*GIVEN INSTRUCTION 1:*
Shift every bounding-box coordinate up by 91 in the records from the line with "Does the image above contain any rounded" through the end of the records, keeping every other line the same. Give back only those lines.

*TEXT EXTRACT:*
------------

Interesting but it still doesn't add up. I think you're saying "24 buses per hour" means "24 buses departing Alta per hour" With the dedicated lane of option B, it does make sense that less buses would be needed due to higher bus speeds for B. In fact we can define exactly how many less because they mention round rip travel times of 92 and 74 minutes for options A and B respectively. So we should expect 19.6% less bus O&M bus costs. We don't know what percent of the 9M O&M costs for option A are buses, but even at 100%, that would make option B 1.8M cheaper, not 2.8M as stated. That also assumes that the lane is speedier 100% of the time (<30% in reality) and non-bus costs are likely 50% (parking lots maint, gas, tires, bus stops, etc. With those adjustments, the savings is less than 0.27M.
And the biggest factor excluded, the cost to maintain the new lanes (repaving, extra snow removal, etc.) is at least 1M MORE for option B. (road resurfacing alone is half of that at $.63M per 2-lane flat mile at standard 15 year intervals. Mountain roads are often much more prone to maintenance with snow, melt water damage, freezing, chain damage, avalanche damage, etc.)
So long story short, I'd expect option B to be between 1 and 4 million more per year more expensive than option A.

------------

*EXERCISE DATA:*
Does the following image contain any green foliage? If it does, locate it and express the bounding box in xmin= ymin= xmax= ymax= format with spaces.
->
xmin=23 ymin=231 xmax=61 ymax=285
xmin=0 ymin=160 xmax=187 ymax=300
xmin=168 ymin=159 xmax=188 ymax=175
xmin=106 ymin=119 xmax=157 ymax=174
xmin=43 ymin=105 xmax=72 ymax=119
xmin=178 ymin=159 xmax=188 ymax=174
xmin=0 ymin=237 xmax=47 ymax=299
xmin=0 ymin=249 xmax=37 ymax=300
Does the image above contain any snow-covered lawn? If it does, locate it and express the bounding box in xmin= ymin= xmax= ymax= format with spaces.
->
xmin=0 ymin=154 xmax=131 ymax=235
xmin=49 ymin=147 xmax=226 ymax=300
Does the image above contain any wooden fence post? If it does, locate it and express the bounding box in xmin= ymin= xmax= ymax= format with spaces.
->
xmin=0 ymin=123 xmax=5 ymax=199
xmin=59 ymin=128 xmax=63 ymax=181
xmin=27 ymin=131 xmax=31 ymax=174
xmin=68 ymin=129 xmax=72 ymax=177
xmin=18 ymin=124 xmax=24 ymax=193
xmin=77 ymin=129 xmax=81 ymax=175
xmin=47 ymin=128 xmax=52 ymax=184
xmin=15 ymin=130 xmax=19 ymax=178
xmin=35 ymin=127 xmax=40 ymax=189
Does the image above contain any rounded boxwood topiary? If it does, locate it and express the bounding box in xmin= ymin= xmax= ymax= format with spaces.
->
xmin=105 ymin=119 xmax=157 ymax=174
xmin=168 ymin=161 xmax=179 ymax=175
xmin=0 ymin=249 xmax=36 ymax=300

------------

*GIVEN INSTRUCTION 2:*
Sum up the comment on bus option costs in two sentences.

*EXPECTED OUTPUT 1:*
Does the image above contain any rounded boxwood topiary? If it does, locate it and express the bounding box in xmin= ymin= xmax= ymax= format with spaces.
->
xmin=196 ymin=210 xmax=248 ymax=265
xmin=259 ymin=252 xmax=270 ymax=266
xmin=91 ymin=340 xmax=127 ymax=391

*EXPECTED OUTPUT 2:*
Using round-trip times of 92 and 74 minutes, the writer figures option B's dedicated lane would cut bus operating costs by about 19.6%, saving at most 1.8M instead of the stated 2.8M, and less than 0.27M after adjustments. Once the cost of maintaining the new lanes is added, at least 1M more for option B, the writer expects option B to be 1 to 4 million more expensive per year than option A.